▶ What this task involves:
May I have the lines from the one containing "Could you identify the tall" to the end of the entries, returned exactly and with nothing else?
(Beginning of Data under study)
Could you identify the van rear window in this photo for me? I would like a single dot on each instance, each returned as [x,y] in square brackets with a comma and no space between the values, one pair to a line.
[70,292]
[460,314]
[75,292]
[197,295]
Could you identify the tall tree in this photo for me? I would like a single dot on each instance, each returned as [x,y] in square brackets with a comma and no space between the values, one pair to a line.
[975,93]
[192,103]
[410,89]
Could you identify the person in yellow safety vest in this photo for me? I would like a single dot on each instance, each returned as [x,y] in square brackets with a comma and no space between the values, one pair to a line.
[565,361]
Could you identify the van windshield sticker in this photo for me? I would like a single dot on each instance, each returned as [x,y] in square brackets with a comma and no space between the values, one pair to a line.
(End of Data under study)
▶ Answer to the problem:
Could you identify the tall tree in this photo for me? I would like a single dot on each instance, each returned as [x,y] in square brackets with a comma and no space between the values, one pair to a line.
[975,93]
[192,103]
[410,89]
Could you identify the person in yellow safety vest in this photo for me? I would like a single dot on each instance, each returned as [x,y] in square brackets with a comma and no space between the values, one pair to a line.
[565,361]
Could you identify the van windshield sticker in this photo for me? I would like a single dot on each instance, each returned as [x,y] in square brackets with a comma and no space between the values, one pair to a line.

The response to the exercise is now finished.